** Requirement **
The records that follow should be copied out exactly, pictures excluded.
Material for this exercise START
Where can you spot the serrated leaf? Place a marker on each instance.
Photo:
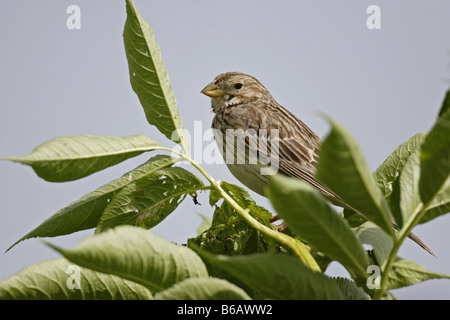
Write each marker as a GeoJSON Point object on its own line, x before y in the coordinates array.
{"type": "Point", "coordinates": [62, 280]}
{"type": "Point", "coordinates": [435, 155]}
{"type": "Point", "coordinates": [149, 77]}
{"type": "Point", "coordinates": [277, 276]}
{"type": "Point", "coordinates": [137, 255]}
{"type": "Point", "coordinates": [85, 213]}
{"type": "Point", "coordinates": [308, 214]}
{"type": "Point", "coordinates": [73, 157]}
{"type": "Point", "coordinates": [349, 290]}
{"type": "Point", "coordinates": [410, 202]}
{"type": "Point", "coordinates": [381, 243]}
{"type": "Point", "coordinates": [440, 206]}
{"type": "Point", "coordinates": [150, 199]}
{"type": "Point", "coordinates": [390, 169]}
{"type": "Point", "coordinates": [406, 273]}
{"type": "Point", "coordinates": [203, 289]}
{"type": "Point", "coordinates": [343, 169]}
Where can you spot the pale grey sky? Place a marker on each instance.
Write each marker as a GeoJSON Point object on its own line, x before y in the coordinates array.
{"type": "Point", "coordinates": [314, 56]}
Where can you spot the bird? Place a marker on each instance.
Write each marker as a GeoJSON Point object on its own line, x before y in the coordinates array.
{"type": "Point", "coordinates": [244, 108]}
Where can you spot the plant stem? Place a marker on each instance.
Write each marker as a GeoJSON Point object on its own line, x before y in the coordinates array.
{"type": "Point", "coordinates": [298, 248]}
{"type": "Point", "coordinates": [397, 243]}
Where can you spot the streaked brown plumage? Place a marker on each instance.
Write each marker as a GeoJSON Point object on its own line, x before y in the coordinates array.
{"type": "Point", "coordinates": [240, 101]}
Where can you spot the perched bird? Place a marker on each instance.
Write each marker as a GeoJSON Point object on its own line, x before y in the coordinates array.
{"type": "Point", "coordinates": [243, 109]}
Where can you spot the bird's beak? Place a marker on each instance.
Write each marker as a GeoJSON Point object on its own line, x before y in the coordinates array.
{"type": "Point", "coordinates": [213, 91]}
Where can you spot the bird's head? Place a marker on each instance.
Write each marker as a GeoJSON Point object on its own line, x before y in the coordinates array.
{"type": "Point", "coordinates": [234, 88]}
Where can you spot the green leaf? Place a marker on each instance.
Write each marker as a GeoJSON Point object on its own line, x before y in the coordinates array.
{"type": "Point", "coordinates": [149, 200]}
{"type": "Point", "coordinates": [349, 290]}
{"type": "Point", "coordinates": [205, 225]}
{"type": "Point", "coordinates": [62, 280]}
{"type": "Point", "coordinates": [440, 206]}
{"type": "Point", "coordinates": [85, 213]}
{"type": "Point", "coordinates": [308, 214]}
{"type": "Point", "coordinates": [74, 157]}
{"type": "Point", "coordinates": [203, 289]}
{"type": "Point", "coordinates": [435, 155]}
{"type": "Point", "coordinates": [137, 255]}
{"type": "Point", "coordinates": [389, 171]}
{"type": "Point", "coordinates": [406, 273]}
{"type": "Point", "coordinates": [343, 169]}
{"type": "Point", "coordinates": [410, 202]}
{"type": "Point", "coordinates": [229, 233]}
{"type": "Point", "coordinates": [277, 276]}
{"type": "Point", "coordinates": [381, 243]}
{"type": "Point", "coordinates": [149, 77]}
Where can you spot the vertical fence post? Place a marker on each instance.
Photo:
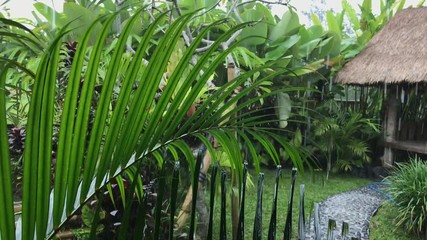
Material for this exercise END
** Exercise answer **
Where can you spot the serrated leaf? Place a marker on each instance.
Photo:
Write each marker as a GeoJSON Point object on its own line, x before y in the coordinates array.
{"type": "Point", "coordinates": [62, 280]}
{"type": "Point", "coordinates": [435, 155]}
{"type": "Point", "coordinates": [149, 77]}
{"type": "Point", "coordinates": [277, 276]}
{"type": "Point", "coordinates": [137, 255]}
{"type": "Point", "coordinates": [85, 213]}
{"type": "Point", "coordinates": [308, 214]}
{"type": "Point", "coordinates": [73, 157]}
{"type": "Point", "coordinates": [349, 290]}
{"type": "Point", "coordinates": [410, 202]}
{"type": "Point", "coordinates": [381, 243]}
{"type": "Point", "coordinates": [440, 206]}
{"type": "Point", "coordinates": [150, 199]}
{"type": "Point", "coordinates": [390, 169]}
{"type": "Point", "coordinates": [406, 273]}
{"type": "Point", "coordinates": [203, 289]}
{"type": "Point", "coordinates": [343, 169]}
Where can you spot the pale grey sky? Place a marker on each instance.
Write each marker as a GeoJSON Point object on its own line, x before y in the coordinates array.
{"type": "Point", "coordinates": [314, 56]}
Where can you spot the bird? Place a marker on each instance.
Write each marker as a GeoJSON Point object on its own line, x before y in the coordinates array.
{"type": "Point", "coordinates": [244, 108]}
Where can you spot the plant stem? Place a marker on each instance.
Write each marker as a GeoJSON Point object on its own line, x before y in the coordinates array.
{"type": "Point", "coordinates": [298, 248]}
{"type": "Point", "coordinates": [397, 243]}
Where can you spot the streaked brown plumage? Place a marker on each instance.
Write each marker as a GeoJSON Point object on its own line, x before y in the coordinates array.
{"type": "Point", "coordinates": [240, 101]}
Where can you spot the perched bird? Place a marker on each instance.
Write each marker as a GeoJSON Point object on its own line, x before y in the coordinates array.
{"type": "Point", "coordinates": [243, 109]}
Where can you spot the bird's beak? Place a marker on each instance.
Write each marker as a GeoJSON Point object on its own line, x before y in the coordinates array.
{"type": "Point", "coordinates": [213, 91]}
Where can you spot the bird's head? Place a marker on each instance.
Write each marker as a GeoJSON Point object on its own line, x before y in the coordinates array.
{"type": "Point", "coordinates": [234, 88]}
Where can you spot the green leaf? Place a marker on each instance.
Write each marker as a GeoJSON Point object on its own line, x before y in the coordinates array.
{"type": "Point", "coordinates": [149, 200]}
{"type": "Point", "coordinates": [349, 290]}
{"type": "Point", "coordinates": [205, 225]}
{"type": "Point", "coordinates": [62, 280]}
{"type": "Point", "coordinates": [440, 206]}
{"type": "Point", "coordinates": [85, 213]}
{"type": "Point", "coordinates": [308, 214]}
{"type": "Point", "coordinates": [74, 157]}
{"type": "Point", "coordinates": [203, 289]}
{"type": "Point", "coordinates": [435, 155]}
{"type": "Point", "coordinates": [137, 255]}
{"type": "Point", "coordinates": [389, 171]}
{"type": "Point", "coordinates": [406, 273]}
{"type": "Point", "coordinates": [343, 169]}
{"type": "Point", "coordinates": [410, 202]}
{"type": "Point", "coordinates": [229, 233]}
{"type": "Point", "coordinates": [277, 276]}
{"type": "Point", "coordinates": [381, 243]}
{"type": "Point", "coordinates": [149, 77]}
Where can you spot the vertical fence post? Place a marker on each instance.
Photo:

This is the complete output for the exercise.